> [Task to carry out]:
Return the passage of the essay on crowds word for word, beginning at the words "I also think" and stopping after the words "with you people.".

> [Excerpted passage]:
Segment Open
When asked why he had never performed the pilgrimage to Mecca, the late Egyptian writer Naguib Mahfouz replied that he didn’t like crowds. Which sounds like a reasonable answer, although it likely contributed to the assassination attempt on him that took place several years later, when a Muslim militant stabbed the octogenarian man of letters in the neck. Luckily, Mahfouz (a) was in the presence of a doctor friend when the assault took place and (b) happened to live across the street from a hospital, so he survived, albeit with permanent injuries. But when I think of crowds, poor, irreverent Mahfouz is one of the first people who come to mind.
I also think of Elias Canetti, whose study Crowds and Power seems to be the last word on the subject. For Canetti, crowds are more than the sum of the people that compose them. They take on a mind of their own, and not a particularly reasonable mind. Crowds of people, like swarms of insects, are a source of horror, and he grimly points out that the largest crowd must surely be that of the dead, who vastly outnumber us.
Elias Canetti, wondering what the fuck is wrong with you people.
This horror of crowds is on full display in Alfred Hitchcock’s early silent classic, The Lodger: A Story of the London Fog, a scene of which I would like to explore without giving away major plot details, because it’s the sort of film whose plot twists should be appreciated fresh by first-time viewers. The movie revolves around a Jack the Ripper-style serial killer plaguing the streets of London, and in one critical scene, a man, who may be innocent, is already handcuffed and on the run from the police. He ducks into a bar for a quick drink, then leaves, and shortly thereafter the police show up and describe their suspect. The patrons of the bar recognize the man who just left and, taking the initiative from the police, they flood into the streets to lynch him themselves. The man comes to a fence and hoists himself over it, but his handcuffs becomes entangled in the spikes that top the fence, and he hangs there helplessly as the crowd amasses above and below and begins to assault him. It’s a deeply disturbing sight.
Victim of the crowd's fury.
Segment Closed
> [Data under study]:
Segment Open
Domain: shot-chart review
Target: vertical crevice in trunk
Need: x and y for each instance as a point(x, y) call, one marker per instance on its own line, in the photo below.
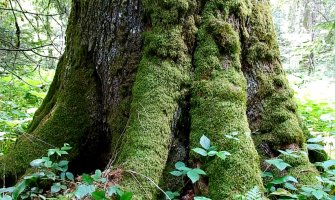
point(88, 102)
point(179, 147)
point(218, 104)
point(271, 110)
point(161, 76)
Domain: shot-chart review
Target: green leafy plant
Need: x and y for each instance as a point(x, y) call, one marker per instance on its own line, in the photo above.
point(253, 194)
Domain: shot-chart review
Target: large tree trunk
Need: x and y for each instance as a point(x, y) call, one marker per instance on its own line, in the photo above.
point(141, 81)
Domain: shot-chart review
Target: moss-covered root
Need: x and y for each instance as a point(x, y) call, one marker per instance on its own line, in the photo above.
point(218, 103)
point(163, 71)
point(271, 109)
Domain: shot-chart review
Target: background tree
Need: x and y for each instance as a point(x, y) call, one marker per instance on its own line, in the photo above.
point(141, 81)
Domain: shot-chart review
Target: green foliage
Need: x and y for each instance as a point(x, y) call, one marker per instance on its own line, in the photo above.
point(253, 194)
point(208, 150)
point(52, 172)
point(18, 102)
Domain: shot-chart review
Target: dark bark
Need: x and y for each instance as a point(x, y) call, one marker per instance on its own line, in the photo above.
point(141, 81)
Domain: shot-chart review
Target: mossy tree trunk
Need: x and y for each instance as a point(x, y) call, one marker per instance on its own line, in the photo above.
point(141, 81)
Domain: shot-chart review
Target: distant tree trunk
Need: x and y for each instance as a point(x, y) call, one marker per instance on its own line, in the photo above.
point(141, 81)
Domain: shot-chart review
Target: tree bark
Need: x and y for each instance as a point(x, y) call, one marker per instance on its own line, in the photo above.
point(141, 81)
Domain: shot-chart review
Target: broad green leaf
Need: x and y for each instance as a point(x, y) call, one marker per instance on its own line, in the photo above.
point(19, 189)
point(112, 190)
point(6, 197)
point(199, 171)
point(290, 186)
point(193, 175)
point(63, 163)
point(97, 175)
point(267, 174)
point(200, 151)
point(318, 194)
point(212, 153)
point(179, 165)
point(278, 163)
point(87, 179)
point(205, 142)
point(281, 192)
point(84, 190)
point(7, 190)
point(51, 152)
point(69, 176)
point(55, 188)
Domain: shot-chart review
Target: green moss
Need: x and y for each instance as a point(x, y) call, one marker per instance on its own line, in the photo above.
point(277, 123)
point(163, 70)
point(218, 104)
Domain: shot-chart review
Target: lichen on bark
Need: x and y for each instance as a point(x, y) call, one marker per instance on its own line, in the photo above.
point(272, 112)
point(218, 104)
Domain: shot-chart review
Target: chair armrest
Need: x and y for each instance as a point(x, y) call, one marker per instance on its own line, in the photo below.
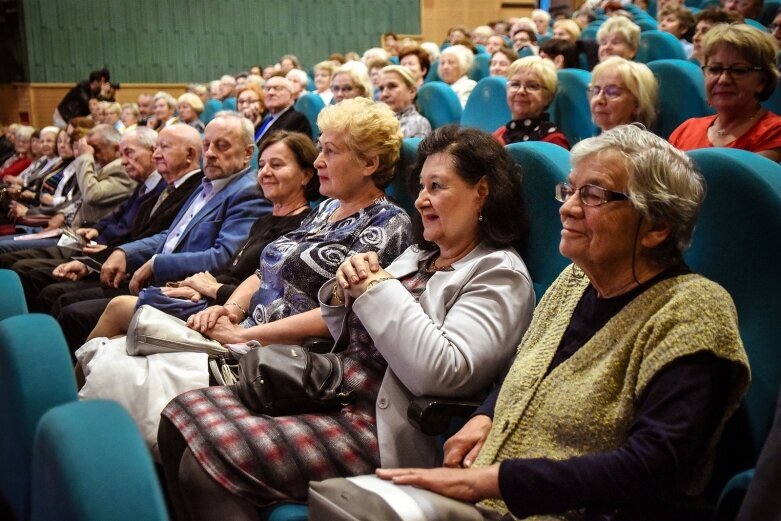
Segment Closed
> [Result of the task]:
I also think of Elias Canetti, whose study Crowds and Power seems to be the last word on the subject. For Canetti, crowds are more than the sum of the people that compose them. They take on a mind of their own, and not a particularly reasonable mind. Crowds of people, like swarms of insects, are a source of horror, and he grimly points out that the largest crowd must surely be that of the dead, who vastly outnumber us.
Elias Canetti, wondering what the fuck is wrong with you people.